> _TASK DETAILS_:
Copy the rows below word for word, leaving out the pictures.

┄┄┄┄┄┄

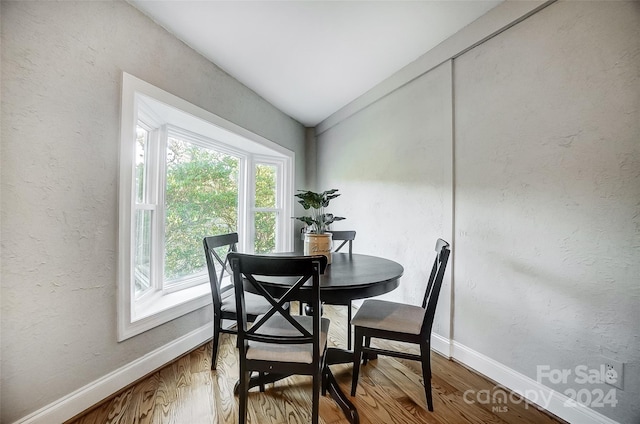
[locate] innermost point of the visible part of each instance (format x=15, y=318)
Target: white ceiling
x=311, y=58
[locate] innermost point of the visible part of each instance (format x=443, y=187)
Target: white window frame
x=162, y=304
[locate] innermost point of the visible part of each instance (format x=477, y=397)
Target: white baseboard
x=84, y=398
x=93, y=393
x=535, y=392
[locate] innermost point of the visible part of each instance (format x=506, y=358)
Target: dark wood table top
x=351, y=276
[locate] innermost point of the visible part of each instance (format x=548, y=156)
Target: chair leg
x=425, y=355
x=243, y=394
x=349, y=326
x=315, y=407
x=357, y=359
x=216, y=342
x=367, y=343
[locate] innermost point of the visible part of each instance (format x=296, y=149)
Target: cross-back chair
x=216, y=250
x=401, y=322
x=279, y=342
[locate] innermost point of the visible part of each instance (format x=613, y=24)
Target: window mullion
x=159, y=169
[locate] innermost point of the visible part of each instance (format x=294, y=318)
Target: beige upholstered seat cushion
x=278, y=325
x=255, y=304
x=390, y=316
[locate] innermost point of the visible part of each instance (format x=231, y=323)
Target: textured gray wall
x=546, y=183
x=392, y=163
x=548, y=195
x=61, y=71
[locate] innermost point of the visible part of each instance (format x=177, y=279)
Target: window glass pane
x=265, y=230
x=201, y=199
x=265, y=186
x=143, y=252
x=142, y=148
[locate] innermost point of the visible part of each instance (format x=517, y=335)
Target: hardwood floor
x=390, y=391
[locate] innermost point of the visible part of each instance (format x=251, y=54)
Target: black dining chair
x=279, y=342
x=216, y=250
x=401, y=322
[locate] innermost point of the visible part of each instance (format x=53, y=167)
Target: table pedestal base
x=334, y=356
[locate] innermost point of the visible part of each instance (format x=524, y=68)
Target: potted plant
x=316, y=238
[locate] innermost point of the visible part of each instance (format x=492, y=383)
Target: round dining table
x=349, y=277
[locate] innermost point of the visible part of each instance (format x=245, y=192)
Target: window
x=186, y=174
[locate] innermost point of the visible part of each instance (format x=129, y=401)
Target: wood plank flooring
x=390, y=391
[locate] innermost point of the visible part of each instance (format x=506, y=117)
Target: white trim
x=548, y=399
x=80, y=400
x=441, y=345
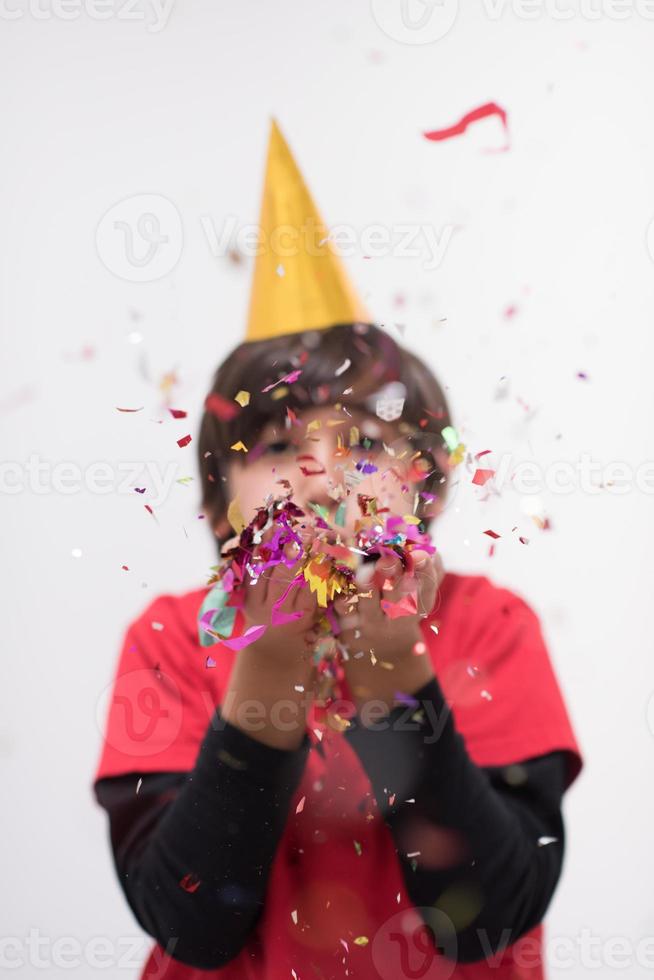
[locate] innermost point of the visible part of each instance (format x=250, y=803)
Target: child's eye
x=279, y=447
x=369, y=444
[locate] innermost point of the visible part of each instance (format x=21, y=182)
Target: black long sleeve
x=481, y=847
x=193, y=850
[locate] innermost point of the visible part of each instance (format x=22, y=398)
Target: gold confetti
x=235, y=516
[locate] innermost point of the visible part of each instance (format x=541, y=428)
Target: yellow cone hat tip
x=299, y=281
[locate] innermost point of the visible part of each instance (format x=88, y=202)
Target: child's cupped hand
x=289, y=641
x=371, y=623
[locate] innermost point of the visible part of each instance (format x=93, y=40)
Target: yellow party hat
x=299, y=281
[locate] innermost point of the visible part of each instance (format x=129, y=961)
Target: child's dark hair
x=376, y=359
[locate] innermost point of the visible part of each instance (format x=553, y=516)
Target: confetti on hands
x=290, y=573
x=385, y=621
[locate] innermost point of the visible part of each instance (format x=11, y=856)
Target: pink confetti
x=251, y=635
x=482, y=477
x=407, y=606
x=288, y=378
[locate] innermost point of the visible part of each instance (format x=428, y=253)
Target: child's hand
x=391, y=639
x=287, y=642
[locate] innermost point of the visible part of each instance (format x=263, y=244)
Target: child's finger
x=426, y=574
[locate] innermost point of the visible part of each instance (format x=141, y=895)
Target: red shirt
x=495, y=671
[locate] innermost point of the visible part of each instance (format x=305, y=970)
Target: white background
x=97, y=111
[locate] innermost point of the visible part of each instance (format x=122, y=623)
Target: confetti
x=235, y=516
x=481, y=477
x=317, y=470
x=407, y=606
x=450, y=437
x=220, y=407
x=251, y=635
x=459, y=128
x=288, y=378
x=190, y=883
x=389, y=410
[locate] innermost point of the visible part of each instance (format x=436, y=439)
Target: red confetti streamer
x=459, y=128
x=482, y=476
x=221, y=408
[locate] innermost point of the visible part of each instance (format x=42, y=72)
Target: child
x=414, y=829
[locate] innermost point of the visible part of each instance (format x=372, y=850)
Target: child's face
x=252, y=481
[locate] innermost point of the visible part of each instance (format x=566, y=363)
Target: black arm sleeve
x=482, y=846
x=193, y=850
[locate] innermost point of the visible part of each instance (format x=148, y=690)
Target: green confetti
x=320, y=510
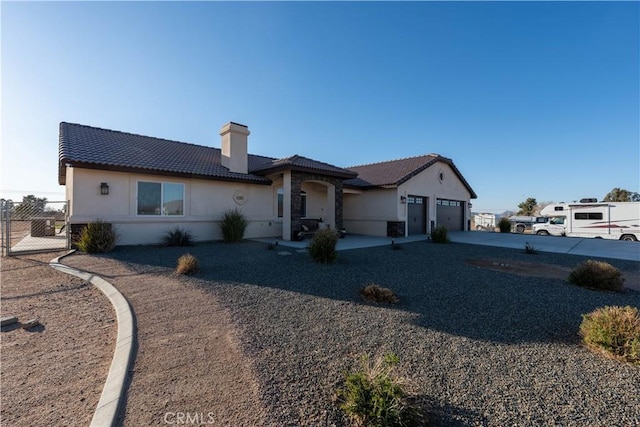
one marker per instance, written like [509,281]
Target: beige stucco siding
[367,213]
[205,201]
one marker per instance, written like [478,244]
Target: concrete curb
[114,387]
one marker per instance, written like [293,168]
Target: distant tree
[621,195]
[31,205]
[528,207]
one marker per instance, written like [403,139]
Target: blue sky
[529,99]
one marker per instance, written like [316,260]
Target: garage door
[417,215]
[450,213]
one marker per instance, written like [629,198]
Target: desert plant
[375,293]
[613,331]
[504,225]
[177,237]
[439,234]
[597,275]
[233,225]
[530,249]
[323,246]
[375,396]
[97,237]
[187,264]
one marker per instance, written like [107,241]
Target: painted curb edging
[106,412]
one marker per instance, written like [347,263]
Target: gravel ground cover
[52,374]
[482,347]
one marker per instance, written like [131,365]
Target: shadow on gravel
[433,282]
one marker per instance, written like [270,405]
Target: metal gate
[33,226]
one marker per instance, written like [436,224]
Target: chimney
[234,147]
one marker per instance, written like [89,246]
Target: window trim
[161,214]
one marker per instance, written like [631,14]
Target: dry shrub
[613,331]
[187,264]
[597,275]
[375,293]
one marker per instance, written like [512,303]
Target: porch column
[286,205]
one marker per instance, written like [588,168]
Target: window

┄┄┄┄┄┄

> _OUTPUT_:
[locate] innermost point of the visible part of each instance (format x=15, y=318)
Target: white ceiling
x=311, y=58
[locate] innermost point of the visible part of each instance (format x=443, y=187)
Target: white window frame
x=162, y=304
[locate] innermost point of the visible part of each instance (format x=477, y=397)
Target: white baseboard
x=84, y=398
x=93, y=393
x=535, y=392
[locate] innermost point of the visible part of each instance (format x=506, y=358)
Target: dark wood table top
x=351, y=276
[locate] innermost point of the visible part of each instance (format x=548, y=156)
Target: chair leg
x=425, y=355
x=243, y=394
x=349, y=326
x=315, y=407
x=357, y=359
x=216, y=342
x=367, y=343
[locate] innermost point of the visible part of each instance (format x=296, y=149)
Target: cross-back chair
x=216, y=250
x=401, y=322
x=279, y=342
[locate] innermost point of the visible part of each instance (format x=613, y=24)
Target: window mullion
x=159, y=169
[locate] innermost point of the visible part of each instance (format x=294, y=318)
Target: beige upholstered seat cushion
x=278, y=325
x=255, y=304
x=390, y=316
[locate] innermost point of the visible part of each instance (format x=231, y=323)
Target: textured gray wall
x=546, y=183
x=392, y=163
x=548, y=195
x=61, y=71
[locate] innermost point of the visible part of each instance (format x=177, y=279)
Target: window glass pane
x=265, y=230
x=201, y=199
x=265, y=186
x=143, y=252
x=142, y=148
[locate] innermost point of the visible part of each instance (format x=517, y=335)
Target: hardwood floor
x=390, y=391
[locate] innermost point of the visible part of each instance (format x=251, y=54)
Target: black dining chair
x=279, y=342
x=216, y=250
x=401, y=322
[locate] innermost point of the visible part of each instance (format x=53, y=167)
Target: table pedestal base
x=334, y=356
[locate] innermost point of the visible part of each instance (format x=524, y=68)
Target: potted plant
x=316, y=238
[locate] innermost point of the visible part of each instance (format x=492, y=383)
Target: round dining table
x=349, y=277
[locate] innermost point of the visible part of each instance (format x=245, y=192)
Target: window
x=186, y=174
[locate] innermost point of the visible part of each instance (format x=129, y=401)
Target: wood plank flooring
x=390, y=391
[locate] innermost point of the visible part of each instance (format x=506, y=117)
Target: white trim
x=548, y=399
x=80, y=400
x=441, y=345
[locate] innermost point of the visible part of each instance (format x=250, y=803)
Target: child's eye
x=279, y=447
x=369, y=444
[locate] innermost point of the visible part of each instance (format x=21, y=182)
Target: black long sleeve
x=481, y=847
x=193, y=850
[locate] innermost point of the visible part of each instance (format x=22, y=398)
Target: gold confetti
x=235, y=516
[locate] innermost point of the visible part of each instance (format x=541, y=428)
Target: yellow cone hat tip
x=299, y=281
[locate] innermost point of the visible part of each instance (format x=88, y=202)
Target: child's cupped hand
x=289, y=641
x=371, y=623
[locate] innermost point of the visible part of each instance (format x=93, y=40)
Target: yellow party hat
x=299, y=281
[locate] innermost point of the visible part of each instance (format x=129, y=961)
Target: child's dark hair
x=376, y=359
[locate] innermost point of the visible part of each instance (format x=553, y=516)
Target: confetti on hands
x=290, y=573
x=385, y=621
[locate] innermost point of the visible part of each instance (format x=11, y=856)
Target: pink confetti
x=251, y=635
x=482, y=477
x=407, y=606
x=288, y=378
[locate] innermost point of the visible part of each instance (format x=428, y=253)
Target: child's hand
x=391, y=639
x=287, y=642
[locate] innermost point of the visible part of each instance (format x=263, y=244)
Target: child's finger
x=426, y=574
[locate] innermost point of the visible part of each instance (format x=141, y=895)
Target: red shirt
x=495, y=671
[locate] innermost point of the visible part of each instance (format x=305, y=970)
Target: white background
x=97, y=111
[locate] innermost point of the visible part of each instance (format x=122, y=623)
Target: confetti
x=235, y=516
x=481, y=477
x=317, y=470
x=407, y=606
x=450, y=437
x=220, y=407
x=251, y=635
x=459, y=128
x=288, y=378
x=190, y=883
x=389, y=410
[locate] innermost point of the visible part of each instance (format x=436, y=439)
Target: red confetti streamer
x=459, y=128
x=482, y=476
x=221, y=408
[locate] innermost point of the visible part of each instance (format x=42, y=72)
Target: child
x=414, y=829
[locate] innermost point of the visible part of each instance (format x=372, y=850)
Target: child's face
x=252, y=481
[locate] innermost point of the visible part of each instance (format x=566, y=363)
Target: black arm sleeve
x=482, y=846
x=193, y=850
[locate] innermost point of the visible part of each instance (format x=148, y=690)
Target: green confetti
x=320, y=510
one marker per instance, written like [509,281]
Target: beige stucco siding
[367,213]
[205,201]
one marker per instance, written like [478,244]
Target: concrete curb
[114,387]
one marker per instance, written like [293,168]
Target: distant tree
[621,195]
[31,205]
[528,207]
one marker per instance, written like [403,139]
Target: blue sky
[529,99]
one marker per instance, written like [316,260]
Target: garage door
[417,215]
[450,213]
one marker per instance, written like [629,198]
Target: desert plant
[375,293]
[613,331]
[504,225]
[177,237]
[439,234]
[597,275]
[233,225]
[530,249]
[323,246]
[375,396]
[97,237]
[187,264]
one marker per instance, written like [107,241]
Target: painted curb edging
[106,412]
one marker per instance, written like [347,263]
Target: gravel ground cover
[52,374]
[482,347]
one marker per instance, written like [131,365]
Target: shadow on gravel
[433,282]
one marker per instance, written like [270,405]
Target: metal gate
[33,226]
one marker per instance, written like [436,224]
Target: chimney
[234,147]
one marker per instance, written like [89,246]
Target: window trim
[161,214]
one marker per instance, written like [631,14]
Target: dry shrub
[613,331]
[187,264]
[597,275]
[375,293]
one marker per instance, written like [512,303]
Target: porch column
[286,205]
one marker per instance, written like [588,168]
Target: window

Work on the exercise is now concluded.